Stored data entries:
*****

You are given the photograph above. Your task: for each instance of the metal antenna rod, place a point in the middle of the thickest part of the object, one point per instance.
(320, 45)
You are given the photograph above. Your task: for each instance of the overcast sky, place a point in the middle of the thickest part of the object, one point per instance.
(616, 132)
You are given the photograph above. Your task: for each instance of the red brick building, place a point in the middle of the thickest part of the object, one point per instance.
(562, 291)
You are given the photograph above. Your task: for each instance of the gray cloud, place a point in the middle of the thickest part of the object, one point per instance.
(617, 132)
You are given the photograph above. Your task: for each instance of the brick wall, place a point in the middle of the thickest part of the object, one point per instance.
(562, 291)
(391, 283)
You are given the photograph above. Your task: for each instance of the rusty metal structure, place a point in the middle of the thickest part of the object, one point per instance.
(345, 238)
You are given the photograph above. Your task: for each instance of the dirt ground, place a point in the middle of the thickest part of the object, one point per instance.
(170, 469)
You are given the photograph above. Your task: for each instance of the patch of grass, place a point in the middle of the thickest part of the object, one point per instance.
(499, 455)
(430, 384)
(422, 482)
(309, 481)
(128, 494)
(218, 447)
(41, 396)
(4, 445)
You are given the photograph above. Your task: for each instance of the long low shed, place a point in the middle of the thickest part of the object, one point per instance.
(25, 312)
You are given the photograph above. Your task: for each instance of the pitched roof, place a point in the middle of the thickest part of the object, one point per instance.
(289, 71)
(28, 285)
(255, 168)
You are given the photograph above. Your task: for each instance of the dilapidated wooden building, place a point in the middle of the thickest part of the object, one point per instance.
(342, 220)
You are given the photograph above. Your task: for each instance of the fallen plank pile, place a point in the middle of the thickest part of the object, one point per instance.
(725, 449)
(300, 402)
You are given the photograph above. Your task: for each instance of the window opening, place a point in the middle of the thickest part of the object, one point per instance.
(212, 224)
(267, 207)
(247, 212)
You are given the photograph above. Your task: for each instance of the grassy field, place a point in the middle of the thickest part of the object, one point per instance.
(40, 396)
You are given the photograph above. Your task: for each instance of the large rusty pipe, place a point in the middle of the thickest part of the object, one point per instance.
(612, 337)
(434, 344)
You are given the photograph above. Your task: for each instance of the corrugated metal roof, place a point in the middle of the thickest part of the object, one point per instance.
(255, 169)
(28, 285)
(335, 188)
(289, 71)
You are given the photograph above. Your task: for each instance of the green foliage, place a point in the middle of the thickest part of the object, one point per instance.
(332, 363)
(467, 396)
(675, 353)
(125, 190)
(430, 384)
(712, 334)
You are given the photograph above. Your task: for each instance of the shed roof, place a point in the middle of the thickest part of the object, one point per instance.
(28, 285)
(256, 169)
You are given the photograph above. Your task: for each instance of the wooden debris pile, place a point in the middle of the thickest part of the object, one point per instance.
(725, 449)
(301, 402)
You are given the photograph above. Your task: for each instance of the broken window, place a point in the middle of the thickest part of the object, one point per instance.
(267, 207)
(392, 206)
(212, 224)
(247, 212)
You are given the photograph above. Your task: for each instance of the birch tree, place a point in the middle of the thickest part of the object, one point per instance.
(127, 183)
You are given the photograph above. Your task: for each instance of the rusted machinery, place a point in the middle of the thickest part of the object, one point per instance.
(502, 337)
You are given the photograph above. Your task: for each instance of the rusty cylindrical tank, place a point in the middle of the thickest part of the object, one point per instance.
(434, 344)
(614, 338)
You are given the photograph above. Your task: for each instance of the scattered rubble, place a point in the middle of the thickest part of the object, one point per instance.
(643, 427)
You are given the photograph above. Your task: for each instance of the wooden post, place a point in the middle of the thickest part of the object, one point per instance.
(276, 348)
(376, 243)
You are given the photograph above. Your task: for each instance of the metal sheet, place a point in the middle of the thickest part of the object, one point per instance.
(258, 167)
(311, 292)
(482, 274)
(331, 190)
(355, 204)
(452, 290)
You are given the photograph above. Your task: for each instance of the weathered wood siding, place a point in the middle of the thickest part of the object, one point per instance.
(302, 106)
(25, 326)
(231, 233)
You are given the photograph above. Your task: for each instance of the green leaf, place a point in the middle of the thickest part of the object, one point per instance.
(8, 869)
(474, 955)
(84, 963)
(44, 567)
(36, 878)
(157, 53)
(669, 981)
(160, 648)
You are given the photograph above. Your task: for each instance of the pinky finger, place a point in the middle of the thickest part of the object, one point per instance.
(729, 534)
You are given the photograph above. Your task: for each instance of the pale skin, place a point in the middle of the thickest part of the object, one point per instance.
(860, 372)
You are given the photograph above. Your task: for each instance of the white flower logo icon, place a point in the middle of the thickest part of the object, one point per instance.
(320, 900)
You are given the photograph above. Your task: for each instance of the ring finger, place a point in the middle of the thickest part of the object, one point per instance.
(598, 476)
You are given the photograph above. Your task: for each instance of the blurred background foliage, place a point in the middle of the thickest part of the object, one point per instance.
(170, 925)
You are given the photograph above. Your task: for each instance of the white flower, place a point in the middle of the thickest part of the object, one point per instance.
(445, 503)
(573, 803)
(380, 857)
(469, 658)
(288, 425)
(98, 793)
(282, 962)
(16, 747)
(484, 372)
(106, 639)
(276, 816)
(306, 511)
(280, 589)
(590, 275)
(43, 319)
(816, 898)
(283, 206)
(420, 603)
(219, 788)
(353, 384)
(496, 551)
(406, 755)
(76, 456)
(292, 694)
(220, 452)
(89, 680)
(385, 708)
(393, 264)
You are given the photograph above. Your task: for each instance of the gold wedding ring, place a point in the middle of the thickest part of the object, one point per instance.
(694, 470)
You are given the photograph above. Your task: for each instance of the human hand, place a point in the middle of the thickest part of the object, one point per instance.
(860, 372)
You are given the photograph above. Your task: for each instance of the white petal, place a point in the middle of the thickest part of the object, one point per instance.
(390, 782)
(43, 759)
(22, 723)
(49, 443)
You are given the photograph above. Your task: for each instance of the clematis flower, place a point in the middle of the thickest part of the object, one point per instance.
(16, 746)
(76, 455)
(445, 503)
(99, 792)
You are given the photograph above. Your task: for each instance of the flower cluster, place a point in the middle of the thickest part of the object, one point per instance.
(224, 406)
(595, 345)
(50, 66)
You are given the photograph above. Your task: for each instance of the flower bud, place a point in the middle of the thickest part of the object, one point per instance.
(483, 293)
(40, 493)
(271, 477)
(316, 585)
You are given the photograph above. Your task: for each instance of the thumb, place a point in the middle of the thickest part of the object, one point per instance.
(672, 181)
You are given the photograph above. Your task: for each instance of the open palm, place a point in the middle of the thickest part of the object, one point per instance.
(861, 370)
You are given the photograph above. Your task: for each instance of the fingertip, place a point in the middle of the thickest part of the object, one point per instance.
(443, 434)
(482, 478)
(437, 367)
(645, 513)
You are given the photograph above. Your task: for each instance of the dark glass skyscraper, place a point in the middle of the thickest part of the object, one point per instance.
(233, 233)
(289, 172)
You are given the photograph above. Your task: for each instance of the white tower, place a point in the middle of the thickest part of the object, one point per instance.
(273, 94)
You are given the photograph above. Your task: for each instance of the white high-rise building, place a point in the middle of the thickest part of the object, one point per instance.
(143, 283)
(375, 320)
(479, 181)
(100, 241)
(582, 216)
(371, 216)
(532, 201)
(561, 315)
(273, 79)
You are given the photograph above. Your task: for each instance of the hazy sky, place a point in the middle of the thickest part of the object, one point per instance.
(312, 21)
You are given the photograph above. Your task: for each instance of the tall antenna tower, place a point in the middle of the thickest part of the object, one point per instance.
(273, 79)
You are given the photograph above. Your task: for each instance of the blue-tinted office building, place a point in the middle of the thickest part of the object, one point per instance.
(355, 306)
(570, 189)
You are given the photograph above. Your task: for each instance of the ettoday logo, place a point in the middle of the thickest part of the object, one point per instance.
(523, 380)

*****

EXERCISE: Take the entries above and repeat them verbatim.

EXERCISE ANSWER:
You are given the photograph above. Your task: for each instance of the metal antenna rod, place a point in the middle of the thickest part of the object, one point per instance.
(320, 45)
You are given the photograph above. Your task: for each instance of the overcast sky, place a point in the middle of the thickest part of the object, one point per instance.
(616, 132)
You are given the photograph above. Your task: for each instance of the red brick building, place a point in the middle of the thickest part of the object, one point per instance.
(562, 291)
You are given the photograph above. Your task: for each instance of the gray cloud, place a point in the middle of the thickest part of the object, one point per instance.
(617, 132)
You are given the photograph above. Your task: for each instance of the brick wall, place a point in the middle of the thickest part of the object, one point per instance.
(562, 291)
(391, 283)
You are given the photograph above. Your task: for each instance of the rusty metal structure, place a point in the middle of the thickest part of the object, one point per instance.
(345, 238)
You are given the photograph above. Your task: for each instance of the dirt ground, place a point in the middle of the thickest part of the object, one point per instance.
(170, 469)
You are given the photograph above. Your task: for each instance of the patch of grass, place a point in the middle of the thickest part of the object, one point per instance.
(499, 455)
(430, 384)
(422, 482)
(309, 481)
(128, 494)
(218, 447)
(41, 396)
(4, 445)
You are given the photograph above. Your task: for each instance of the long low shed, place a point in the middle of the thickest part of the object, one point per instance.
(25, 312)
You are given the photograph above. Your task: for each instance of the pitched roof, place a point in the middle of the thickest part of the object, one point per instance.
(289, 71)
(28, 285)
(255, 168)
You are given the photograph above. Your task: for each instance of the dilapidated wooden building, place a point in the middle of the thickest part of the object, one point per instance.
(342, 220)
You are given the photograph above. Your task: for each instance of the fallen plank pile, place a point in the middle of the thickest part of the object, one point per instance.
(725, 449)
(300, 402)
You are given the photograph above. Your task: for each instance of the window opening, place a point in the middle of the thickest part of the object, one point per instance.
(212, 224)
(267, 207)
(247, 212)
You are given the photograph above. Your task: for each instance of the grassy field, place a point in the middle of the thickest part of the object, one point per instance.
(40, 396)
You are given the photograph above. Your task: for each instance of the large rusty pipe, place a point in the middle of the thickest part of the object, one point per instance.
(612, 337)
(434, 344)
You are given the photograph above. Your task: for each instance of the corrugated metal roof, place a point in the middle of the thickest part of the object, one point per instance.
(255, 169)
(28, 285)
(335, 188)
(289, 71)
You are given the photograph above. Your task: for each instance of the green foliage, place a point in the middle of the thickest part of the object, one point per instance.
(332, 363)
(467, 396)
(675, 353)
(125, 190)
(430, 384)
(712, 334)
You are given the photograph above. Your task: for each instance of the shed roof, place a point in the middle of the thickest part of the object, one point per instance.
(28, 285)
(256, 169)
You are given the photograph above. Your task: for each instance of the wooden debris pile, place a point in the middle of the thickest part of the object, one point per instance.
(725, 449)
(301, 402)
You are given the photograph above. Your task: for each instance of the broken window, place a point in the middle of the thickest part of the object, one point per instance.
(267, 207)
(392, 206)
(212, 224)
(247, 212)
You are given the photograph above. Your task: for each instance of the birch tree, place a point in the middle of the thickest part of the object, one point per instance.
(127, 183)
You are given the photograph above. Your task: for each instance of the rusted machinery, place a point in the middle of the thickest part of the object, one point per instance.
(502, 337)
You are given the photograph above. Your task: for each instance of the rusty cylindrical tank, place a point in the middle of the thickest part of the object, one point per instance.
(434, 344)
(614, 338)
You are given the photograph above. Your task: for each instance of the scattered rubble, place a point in the middle of the thickest part of the object, one point per instance.
(643, 427)
You are given the photograph above. Your task: for each instance of the wooden post, place a point in the middle of the thickest part of the object, one point per instance.
(276, 348)
(376, 243)
You are given the photograph above. Your task: for each instance of the metal sheet, place a point in the middle of the thickest part of the object, one point per instance.
(258, 167)
(311, 292)
(482, 274)
(331, 190)
(355, 204)
(452, 290)
You are given the photograph above. Your task: for each instance of the weathered wood siding, place a point in the middle of the thickest part of the object, one point per instance.
(302, 106)
(25, 326)
(231, 233)
You are given the photograph above. Your task: for each instance of the green leaf, place a point in the middle of the thickest part of the object, one point per instance.
(8, 869)
(474, 955)
(84, 963)
(44, 567)
(36, 878)
(157, 53)
(669, 981)
(160, 648)
You are given the photograph above. Your task: for each instance of the pinky finger, place a point in the middle of the thickest part of the object, one point per instance.
(729, 534)
You are given the photograph above. Your task: for each instance of the pale skin, place a point in the middle of the thickest part of the object, one point per instance.
(860, 372)
You are given the photograph above. Your task: for each instance of the white flower logo icon, place a point in the middle of the thickest part of the object, one point per instance.
(320, 900)
You are given the photograph above. Your task: for each instance of the ring finger, place a point in the middle of the thickest part of the object, one point per instance.
(598, 476)
You are given the photograph above. Your task: for each instance of the blurred background foliage, place a point in the middle of the thickest part of the object, one point per instance.
(170, 925)
You are given the photograph above. Your task: for each instance of the white flower, place a point in the middle of the thickest part of the object, one point per instance.
(445, 503)
(573, 803)
(380, 857)
(469, 658)
(288, 425)
(98, 793)
(282, 962)
(16, 747)
(484, 372)
(106, 639)
(276, 816)
(306, 511)
(280, 589)
(590, 275)
(43, 319)
(816, 898)
(283, 206)
(420, 603)
(219, 788)
(353, 384)
(496, 551)
(406, 755)
(76, 456)
(292, 694)
(220, 452)
(89, 680)
(385, 708)
(393, 264)
You are given the photograph above. Your task: for each instance of the gold wedding ring, place a point in the middle of the thickest part of the object, one point per instance.
(694, 470)
You are given the photograph above. Your task: for each instance of the human hand, place a point in the middle of the thickest part of the object, one point per instance.
(860, 372)
You are given the photograph above. Your task: for each instance of the white petal, place a point in the middle of the thickest part of the object, one point per instance.
(390, 782)
(43, 759)
(22, 723)
(49, 443)
You are given the photograph above. Your task: for each instance of the clematis flower, place a point in the middle of the thickest part of the object, one point per instance.
(16, 746)
(76, 455)
(445, 503)
(99, 792)
You are given the photograph above. Your task: for each instance of the flower cluster, place a point in the middle of the thickest part of the object, one point per instance.
(224, 406)
(595, 345)
(50, 66)
You are given the photograph above. Your task: for each instance of the flower bud, place a point in the middle of the thickest part of the object, one point per instance.
(483, 293)
(40, 493)
(271, 477)
(316, 585)
You are given the photograph above. Your task: for each instance of the thumb, place a point in the middle of the thickest part of the object, one point per instance.
(672, 181)
You are given the photograph above. Your task: for each instance of the open palm, place a point in the middle of the thickest part of the object, one point per instance.
(861, 370)
You are given the photograph above. Your task: for each instance of the fingertip, place a point in the middle of the thickest part of the object, one point per instance.
(443, 434)
(482, 478)
(437, 367)
(645, 513)
You are given the photograph above. Your task: for each instance of the dark glass skyscraper, place a point in the middle of the thickest part of the object, one point per instance.
(233, 233)
(289, 172)
You are given the photograph above. Your task: for each instance of the white tower, place a point in the middle of the thickest part of the object, one point per instance.
(273, 94)
You are given the photograph above. Your task: for each instance of the white high-rise building, place a point in the middle of the thickest part of the object, one point per instance.
(143, 283)
(375, 320)
(479, 181)
(100, 241)
(582, 216)
(371, 216)
(532, 201)
(561, 315)
(273, 79)
You are given the photograph above. Your task: for each instance of the hazy sky, place a point in the middle of the thickest part of the object, one point per instance.
(312, 21)
You are given the photograph above. Your task: for each instance of the tall antenna tower, place a point in the middle of the thickest part of the object, one point per instance.
(273, 79)
You are given the photograph above. Your task: for each instance of the blue-tinted office building, place a point in the middle of the thickest part of the object, one point per instance.
(355, 306)
(570, 189)
You are given the photograph above. Your task: for each instance of the ettoday logo, place a point in the middle of the thickest part of the object, one point per instance.
(523, 380)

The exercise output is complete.